◆ QUOTED PASSAGE:

##########

The Benaki Museum's pink marble Annex, on an otherwise dull stretch of Athens's bustling Pireos Street, sprang up during the city's delirious building boom before the 2004 Olympics. That event now seems a distant dream to many Athenians, after six years of the economic and political misery known to everyone here as the Crisis. Some Olympic sites, now abandoned, have even become symbols of the country's fall. A few of them make an appearance in Depression Era, the Benaki Annex's expansive show of photo-based works about the effects of the Crisis on the social and urban landscape.

The exhibition features work by a collective of 36 artists and writers who spent three years documenting the trauma, and trying to see a way past it. There are lots of images of "non-places" – contemporary ruins, abandoned buildings and sites where the fabric of urban life has come apart. Some riff on postcard ruins such as the Parthenon, ironically echoed in Yiannis Theodoropoulos's image of an unfinished concrete garage.

Other photos show people who have been cast out, either from their apartments or from a country grown wary of non-Greeks seeking asylum. Hard-eyed images of some artists' families seem to portray the last, tight-knit refuge within what journalist Costas Iordanidis, writing in the Athens paper Kathimerini, recently called "a country of complete inertia where virtual reality reigns supreme."

Many of the photos reach after what has gone missing from Greek life, or was never fully there. A placard near the door mentions "the collapse of public systems [and] the emergence of the Commons." This is a new and somewhat utopian concept, of a civic space to fill the traditional void between clannish Greek individualism and centralized power. Civic consciousness has never been strong here. As one Athenian told me, "There's an old saying: The Greek woman has a clean house, but the streets are dirty."

##########

◆ DATASET SECTION:
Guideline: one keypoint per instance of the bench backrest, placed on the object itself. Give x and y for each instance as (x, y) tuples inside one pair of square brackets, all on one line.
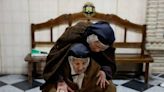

##########

◆ REQUEST 1:
From the article on the Depression Era show, copy word for word the passage starting at "The exhibition features" and ending at "unfinished concrete garage.".
◆ REQUEST 2:
Answer these questions about the article on the Depression Era show:
(a) How many artists and writers make up the collective behind the exhibition?
(b) What does Yiannis Theodoropoulos's image show?
(c) In which Athens paper did Costas Iordanidis write?
◆ REQUEST 3:
Write the next part of the article on the Depression Era show, picking up after its last sentence.
The material on this page comes from a separate source unrelated to the article on the Depression Era show.

◆ REPLY 1:
The exhibition features work by a collective of 36 artists and writers who spent three years documenting the trauma, and trying to see a way past it. There are lots of images of "non-places" – contemporary ruins, abandoned buildings and sites where the fabric of urban life has come apart. Some riff on postcard ruins such as the Parthenon, ironically echoed in Yiannis Theodoropoulos's image of an unfinished concrete garage.

◆ REPLY 2:
(a) 36
(b) An unfinished concrete garage
(c) Kathimerini

◆ REPLY 3:
But Athens has gone through at least two utopian phases in its modern history, when the dream of a shining polis galvanized the town. Two other current or recent exhibitions look at those golden episodes, both of which left lasting marks on the city.

Hellenic Renaissance: The Architecture of Theophil Hansen is a reminder of the days when the Bavarian Prince Otto, installed by the Great Powers as king of the Greeks in 1834, arrived with a plan to make Athens a neoclassical showplace. War with the Ottoman Turks had left the town in ruins, with only about 4,000 impoverished citizens. That didn't stop Otto or his court architect, the Dane Theophil Hansen, from building grand imperial structures in the new capital.

Hansen's exquisite architectural drawings, and those of his architect brother Christian, make up almost the whole of the show at the B & M Theocharakis Foundation. They include plans for Athenian public buildings such as the current parliament and university, as well for Copenhagen and Vienna, where Theophil designed the famous Musikverein. Remarkably, the Hansens's official neoclassicism filtered down into vernacular building, and evolved into the default Athenian architectural style. "By the end of the 19th century, Athens had more neoclassical buildings than Vienna and Budapest," writes art historian Janina K. Darling in her book, Architecture of Greece (2004).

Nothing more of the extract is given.